Document section:
Selection sort is a simple and efficient sorting algorithm that works by repeatedly selecting the smallest (or largest) element from the unsorted portion of the list and moving it to the sorted portion of the list. The algorithm repeatedly selects the smallest (or largest) element from the unsorted portion of the list and swaps it with the first element of the unsorted portion. This process is repeated for the remaining unsorted portion of the list until the entire list is sorted. One variation of selection sort is called “Bidirectional selection sort” that goes through the list of elements by alternating between the smallest and largest element, this way the algorithm can be faster in some cases.

The algorithm maintains two subarrays in a given array.

  • The subarray which already sorted.
  • The remaining subarray was unsorted.

The time complexity is O(n^2) in the worst case scenario for the comparisons and O(n) for swaps.

procedure selection sort 
   list  : array of items
   n     : size of list

   for i = 1 to n - 1
   /* set current element as minimum*/
      min = i    
  
      /* check the element to be minimum */

      for j = i+1 to n 
         if list[j] < list[min] then
            min = j;
         end if
      end for

      /* swap the minimum element with the current element*/
      if indexMin != i  then
         swap list[min] and list[i]
      end if
   end for
	
end procedure

Selection Sort

Merge Sort:

Merge sort is a sorting algorithm that works by dividing an array into smaller subarrays, sorting each subarray, and then merging the sorted subarrays back together to form the final sorted array.

In simple terms, we can say that the process of merge sort is to divide the array into two halves, sort each half, and then merge the sorted halves back together. This process is repeated until the entire array is sorted. The algorithm explained:

step 1: start

step 2: declare array and left, right, mid variable

step 3: perform merge function.
    if left > right
        return
    mid= (left+right)/2
    mergesort(array, left, mid)
    mergesort(array, mid+1, right)
    merge(array, left, mid, right)

step 4: Stop

Top Down pseudocode:

function merge_sort(list m) is
    // Base case. A list of zero or one elements is sorted, by definition.
    if length of m ≤ 1 then
        return m

    // Recursive case. First, divide the list into equal-sized sublists
    // consisting of the first half and second half of the list.

Problem: Write out, word for word, the part of the sorting algorithms text between "step 3: perform" and "left, mid, right)", inclusive.

[Collected data entries]
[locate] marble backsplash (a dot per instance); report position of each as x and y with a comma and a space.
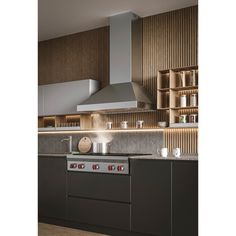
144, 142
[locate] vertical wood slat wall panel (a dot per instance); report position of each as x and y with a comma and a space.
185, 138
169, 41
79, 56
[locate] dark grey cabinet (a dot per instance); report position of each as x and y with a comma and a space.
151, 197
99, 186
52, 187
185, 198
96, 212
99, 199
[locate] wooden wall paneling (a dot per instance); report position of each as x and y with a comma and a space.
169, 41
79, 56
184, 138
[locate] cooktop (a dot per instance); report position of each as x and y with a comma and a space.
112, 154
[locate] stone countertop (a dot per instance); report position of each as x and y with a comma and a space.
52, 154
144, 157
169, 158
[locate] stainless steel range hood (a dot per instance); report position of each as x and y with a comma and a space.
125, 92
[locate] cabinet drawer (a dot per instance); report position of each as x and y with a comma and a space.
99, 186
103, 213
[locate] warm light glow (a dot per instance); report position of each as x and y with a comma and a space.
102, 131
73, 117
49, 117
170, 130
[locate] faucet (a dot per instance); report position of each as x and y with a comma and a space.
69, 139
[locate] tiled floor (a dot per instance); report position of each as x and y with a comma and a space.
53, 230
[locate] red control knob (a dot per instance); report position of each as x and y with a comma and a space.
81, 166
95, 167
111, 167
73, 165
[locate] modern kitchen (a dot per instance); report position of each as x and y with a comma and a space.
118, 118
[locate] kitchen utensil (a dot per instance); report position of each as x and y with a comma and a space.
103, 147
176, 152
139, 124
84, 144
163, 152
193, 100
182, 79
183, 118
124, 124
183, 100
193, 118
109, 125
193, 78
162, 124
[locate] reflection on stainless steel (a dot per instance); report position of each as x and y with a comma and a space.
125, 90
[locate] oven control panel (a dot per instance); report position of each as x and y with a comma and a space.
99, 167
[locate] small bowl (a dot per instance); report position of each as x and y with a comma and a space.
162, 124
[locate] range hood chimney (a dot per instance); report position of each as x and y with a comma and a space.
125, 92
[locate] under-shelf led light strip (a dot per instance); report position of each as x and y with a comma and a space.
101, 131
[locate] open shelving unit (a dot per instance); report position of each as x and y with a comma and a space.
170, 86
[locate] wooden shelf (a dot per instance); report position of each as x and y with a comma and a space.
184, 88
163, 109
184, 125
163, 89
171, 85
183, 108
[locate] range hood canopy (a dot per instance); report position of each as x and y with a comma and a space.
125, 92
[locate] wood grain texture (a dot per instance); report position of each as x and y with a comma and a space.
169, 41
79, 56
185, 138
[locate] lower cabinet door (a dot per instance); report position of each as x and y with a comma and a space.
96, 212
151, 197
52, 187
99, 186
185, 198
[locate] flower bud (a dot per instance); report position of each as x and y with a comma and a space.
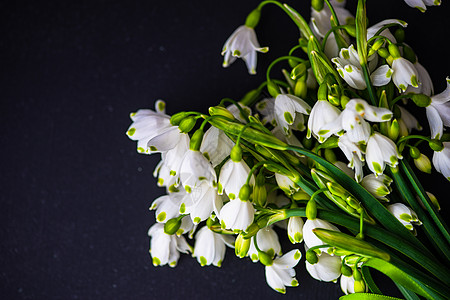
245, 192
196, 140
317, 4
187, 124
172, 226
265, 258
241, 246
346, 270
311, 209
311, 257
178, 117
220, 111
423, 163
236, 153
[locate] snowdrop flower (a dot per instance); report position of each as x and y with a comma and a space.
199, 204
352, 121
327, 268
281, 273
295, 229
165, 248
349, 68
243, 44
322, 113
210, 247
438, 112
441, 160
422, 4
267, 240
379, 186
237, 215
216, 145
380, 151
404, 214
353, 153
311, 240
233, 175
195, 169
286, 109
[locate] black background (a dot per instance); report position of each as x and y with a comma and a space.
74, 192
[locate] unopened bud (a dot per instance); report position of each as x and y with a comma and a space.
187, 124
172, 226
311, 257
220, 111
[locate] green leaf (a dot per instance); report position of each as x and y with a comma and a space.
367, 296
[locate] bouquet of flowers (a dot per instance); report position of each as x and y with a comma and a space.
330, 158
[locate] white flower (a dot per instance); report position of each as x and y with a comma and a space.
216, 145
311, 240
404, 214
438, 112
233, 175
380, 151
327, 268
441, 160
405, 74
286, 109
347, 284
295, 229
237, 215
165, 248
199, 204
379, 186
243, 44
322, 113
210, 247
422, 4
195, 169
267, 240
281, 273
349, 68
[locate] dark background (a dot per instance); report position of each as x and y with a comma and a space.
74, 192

* * *

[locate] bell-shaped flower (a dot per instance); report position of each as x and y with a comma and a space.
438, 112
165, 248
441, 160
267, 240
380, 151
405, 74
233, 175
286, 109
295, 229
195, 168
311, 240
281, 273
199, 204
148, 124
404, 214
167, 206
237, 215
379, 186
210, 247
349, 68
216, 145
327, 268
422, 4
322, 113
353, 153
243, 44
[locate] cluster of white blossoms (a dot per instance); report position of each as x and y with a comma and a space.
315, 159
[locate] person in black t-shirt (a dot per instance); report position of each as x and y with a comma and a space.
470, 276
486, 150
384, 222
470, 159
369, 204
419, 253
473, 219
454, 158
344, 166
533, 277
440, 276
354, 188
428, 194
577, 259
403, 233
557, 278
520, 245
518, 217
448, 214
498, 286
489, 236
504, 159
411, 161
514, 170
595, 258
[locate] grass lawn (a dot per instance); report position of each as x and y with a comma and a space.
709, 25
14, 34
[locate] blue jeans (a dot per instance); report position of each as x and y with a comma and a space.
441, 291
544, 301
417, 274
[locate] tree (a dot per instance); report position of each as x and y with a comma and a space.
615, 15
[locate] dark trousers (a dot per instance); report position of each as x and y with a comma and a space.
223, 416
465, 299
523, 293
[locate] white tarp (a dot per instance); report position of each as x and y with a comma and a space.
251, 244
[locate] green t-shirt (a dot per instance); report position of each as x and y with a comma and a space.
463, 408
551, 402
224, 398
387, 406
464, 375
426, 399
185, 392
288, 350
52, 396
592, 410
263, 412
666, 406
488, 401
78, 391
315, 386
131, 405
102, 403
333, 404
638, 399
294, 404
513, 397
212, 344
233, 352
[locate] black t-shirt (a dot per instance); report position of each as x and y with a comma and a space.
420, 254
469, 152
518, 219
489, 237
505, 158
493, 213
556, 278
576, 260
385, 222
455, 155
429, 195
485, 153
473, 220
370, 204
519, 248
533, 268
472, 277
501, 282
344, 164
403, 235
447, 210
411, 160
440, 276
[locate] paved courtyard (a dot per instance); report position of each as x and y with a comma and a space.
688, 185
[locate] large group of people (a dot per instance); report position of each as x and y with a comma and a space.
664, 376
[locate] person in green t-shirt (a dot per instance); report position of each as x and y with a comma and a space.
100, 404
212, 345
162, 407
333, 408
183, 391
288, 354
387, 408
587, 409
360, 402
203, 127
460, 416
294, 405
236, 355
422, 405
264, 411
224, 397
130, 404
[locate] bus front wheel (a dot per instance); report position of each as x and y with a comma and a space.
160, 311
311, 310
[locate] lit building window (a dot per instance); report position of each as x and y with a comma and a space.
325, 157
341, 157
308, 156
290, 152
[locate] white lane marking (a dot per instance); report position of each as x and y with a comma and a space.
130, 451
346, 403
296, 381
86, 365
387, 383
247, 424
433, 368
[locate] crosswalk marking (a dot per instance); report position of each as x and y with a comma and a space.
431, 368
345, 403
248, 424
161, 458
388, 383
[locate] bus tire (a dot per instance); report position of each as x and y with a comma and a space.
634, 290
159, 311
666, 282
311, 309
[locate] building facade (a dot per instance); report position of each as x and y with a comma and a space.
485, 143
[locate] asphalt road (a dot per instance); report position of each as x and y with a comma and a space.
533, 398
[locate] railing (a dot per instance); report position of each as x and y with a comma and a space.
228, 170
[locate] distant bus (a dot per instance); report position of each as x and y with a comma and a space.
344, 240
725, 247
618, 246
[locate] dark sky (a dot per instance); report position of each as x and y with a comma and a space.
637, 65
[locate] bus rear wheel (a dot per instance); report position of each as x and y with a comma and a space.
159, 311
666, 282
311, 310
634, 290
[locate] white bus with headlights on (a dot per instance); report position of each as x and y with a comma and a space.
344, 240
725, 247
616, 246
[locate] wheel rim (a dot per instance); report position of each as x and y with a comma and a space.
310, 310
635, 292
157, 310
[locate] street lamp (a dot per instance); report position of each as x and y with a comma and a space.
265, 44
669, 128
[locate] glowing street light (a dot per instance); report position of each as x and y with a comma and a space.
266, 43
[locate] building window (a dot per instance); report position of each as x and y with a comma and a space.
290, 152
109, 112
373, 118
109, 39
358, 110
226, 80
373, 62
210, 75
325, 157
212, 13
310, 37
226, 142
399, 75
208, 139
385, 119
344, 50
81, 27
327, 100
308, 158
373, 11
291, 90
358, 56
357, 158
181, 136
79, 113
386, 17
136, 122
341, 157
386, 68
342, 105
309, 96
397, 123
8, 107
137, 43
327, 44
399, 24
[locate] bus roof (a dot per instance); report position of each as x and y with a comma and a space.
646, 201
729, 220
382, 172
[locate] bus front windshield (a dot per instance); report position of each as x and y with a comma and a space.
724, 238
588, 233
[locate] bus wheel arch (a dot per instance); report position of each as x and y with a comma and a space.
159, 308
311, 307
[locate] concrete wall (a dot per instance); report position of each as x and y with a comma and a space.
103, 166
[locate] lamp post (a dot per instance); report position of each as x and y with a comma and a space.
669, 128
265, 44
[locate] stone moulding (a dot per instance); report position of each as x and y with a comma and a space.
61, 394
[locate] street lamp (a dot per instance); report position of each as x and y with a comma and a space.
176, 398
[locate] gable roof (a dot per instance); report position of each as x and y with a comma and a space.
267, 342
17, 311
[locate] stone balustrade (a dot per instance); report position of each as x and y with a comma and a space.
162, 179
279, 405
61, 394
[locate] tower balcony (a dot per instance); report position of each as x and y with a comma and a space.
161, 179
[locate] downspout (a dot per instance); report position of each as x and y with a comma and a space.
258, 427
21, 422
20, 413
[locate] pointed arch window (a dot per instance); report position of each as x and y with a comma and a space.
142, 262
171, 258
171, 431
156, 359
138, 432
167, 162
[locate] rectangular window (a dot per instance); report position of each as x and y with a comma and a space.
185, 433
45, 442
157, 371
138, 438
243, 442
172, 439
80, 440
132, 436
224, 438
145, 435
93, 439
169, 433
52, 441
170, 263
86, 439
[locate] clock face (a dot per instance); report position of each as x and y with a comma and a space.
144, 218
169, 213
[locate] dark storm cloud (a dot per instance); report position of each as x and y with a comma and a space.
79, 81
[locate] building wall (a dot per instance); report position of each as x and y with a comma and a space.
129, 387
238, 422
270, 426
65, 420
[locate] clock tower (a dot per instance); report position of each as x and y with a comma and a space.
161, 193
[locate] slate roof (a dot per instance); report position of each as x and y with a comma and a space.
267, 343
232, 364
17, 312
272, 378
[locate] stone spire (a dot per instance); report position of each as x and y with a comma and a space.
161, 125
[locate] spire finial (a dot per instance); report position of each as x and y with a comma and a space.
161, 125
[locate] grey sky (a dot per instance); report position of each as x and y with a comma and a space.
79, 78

...

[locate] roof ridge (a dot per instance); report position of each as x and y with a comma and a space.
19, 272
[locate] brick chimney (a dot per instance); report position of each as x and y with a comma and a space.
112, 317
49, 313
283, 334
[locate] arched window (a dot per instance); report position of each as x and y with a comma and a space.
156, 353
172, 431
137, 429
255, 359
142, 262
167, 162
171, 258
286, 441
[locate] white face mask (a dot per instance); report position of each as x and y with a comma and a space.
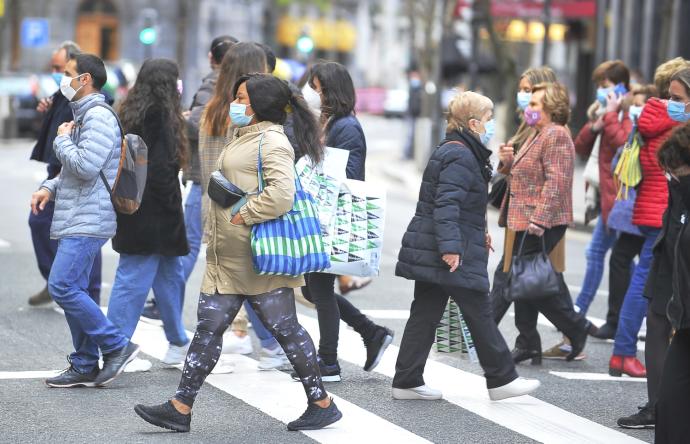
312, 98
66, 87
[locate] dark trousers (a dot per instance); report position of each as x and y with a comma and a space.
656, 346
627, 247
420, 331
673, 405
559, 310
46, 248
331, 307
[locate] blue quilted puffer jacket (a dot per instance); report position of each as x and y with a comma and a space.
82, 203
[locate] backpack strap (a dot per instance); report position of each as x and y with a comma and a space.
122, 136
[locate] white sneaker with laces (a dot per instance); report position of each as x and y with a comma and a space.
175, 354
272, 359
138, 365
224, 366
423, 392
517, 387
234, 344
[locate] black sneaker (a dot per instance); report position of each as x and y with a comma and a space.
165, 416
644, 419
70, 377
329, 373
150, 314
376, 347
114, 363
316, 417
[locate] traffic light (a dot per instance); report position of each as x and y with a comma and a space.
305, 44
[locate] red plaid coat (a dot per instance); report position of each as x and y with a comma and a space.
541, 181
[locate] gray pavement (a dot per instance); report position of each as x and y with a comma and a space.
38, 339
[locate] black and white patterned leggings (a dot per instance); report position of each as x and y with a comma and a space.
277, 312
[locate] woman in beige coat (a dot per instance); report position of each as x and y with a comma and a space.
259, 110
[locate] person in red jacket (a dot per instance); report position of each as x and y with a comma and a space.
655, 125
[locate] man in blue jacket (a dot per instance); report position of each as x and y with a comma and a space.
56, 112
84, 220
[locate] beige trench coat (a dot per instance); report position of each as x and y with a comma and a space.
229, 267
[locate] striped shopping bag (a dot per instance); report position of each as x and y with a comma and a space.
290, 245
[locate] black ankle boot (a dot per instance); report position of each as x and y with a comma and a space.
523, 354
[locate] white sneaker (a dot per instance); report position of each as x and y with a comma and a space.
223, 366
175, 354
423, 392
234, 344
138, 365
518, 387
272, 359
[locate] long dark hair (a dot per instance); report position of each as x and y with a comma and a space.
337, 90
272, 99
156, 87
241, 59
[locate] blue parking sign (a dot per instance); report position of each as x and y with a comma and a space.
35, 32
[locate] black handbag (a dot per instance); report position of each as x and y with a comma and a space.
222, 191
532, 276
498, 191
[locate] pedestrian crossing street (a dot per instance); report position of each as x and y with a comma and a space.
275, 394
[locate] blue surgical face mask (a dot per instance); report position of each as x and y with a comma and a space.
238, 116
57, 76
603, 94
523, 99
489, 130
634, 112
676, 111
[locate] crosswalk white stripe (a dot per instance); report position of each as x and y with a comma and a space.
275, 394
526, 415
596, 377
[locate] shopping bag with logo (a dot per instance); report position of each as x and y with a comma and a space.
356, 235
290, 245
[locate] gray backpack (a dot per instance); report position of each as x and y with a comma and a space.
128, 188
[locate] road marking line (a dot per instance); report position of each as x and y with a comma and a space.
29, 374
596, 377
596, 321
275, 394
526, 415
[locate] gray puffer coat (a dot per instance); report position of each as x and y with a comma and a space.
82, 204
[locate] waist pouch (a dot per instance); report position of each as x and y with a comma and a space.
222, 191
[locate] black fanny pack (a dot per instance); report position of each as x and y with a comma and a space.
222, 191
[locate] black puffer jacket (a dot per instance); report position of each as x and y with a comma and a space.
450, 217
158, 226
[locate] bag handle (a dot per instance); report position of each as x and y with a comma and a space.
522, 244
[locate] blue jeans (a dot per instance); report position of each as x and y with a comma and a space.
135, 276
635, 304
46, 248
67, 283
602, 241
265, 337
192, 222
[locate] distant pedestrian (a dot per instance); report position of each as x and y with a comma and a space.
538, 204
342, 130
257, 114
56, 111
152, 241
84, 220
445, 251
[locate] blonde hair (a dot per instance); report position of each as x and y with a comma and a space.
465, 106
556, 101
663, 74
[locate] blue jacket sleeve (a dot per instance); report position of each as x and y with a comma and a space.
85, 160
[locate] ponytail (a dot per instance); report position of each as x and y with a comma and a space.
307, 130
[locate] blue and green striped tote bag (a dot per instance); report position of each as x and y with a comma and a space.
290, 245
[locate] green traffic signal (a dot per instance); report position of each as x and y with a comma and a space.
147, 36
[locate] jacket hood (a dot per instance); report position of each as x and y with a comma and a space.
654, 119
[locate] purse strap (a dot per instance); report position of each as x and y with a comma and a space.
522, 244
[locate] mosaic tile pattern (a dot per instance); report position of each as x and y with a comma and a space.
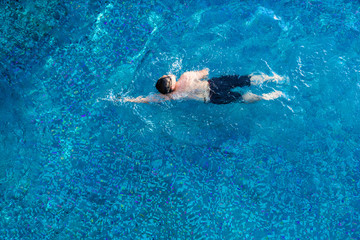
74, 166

Final result:
step 3: perform merge function.
    if left > right
        return
    mid= (left+right)/2
    mergesort(array, left, mid)
    mergesort(array, mid+1, right)
    merge(array, left, mid, right)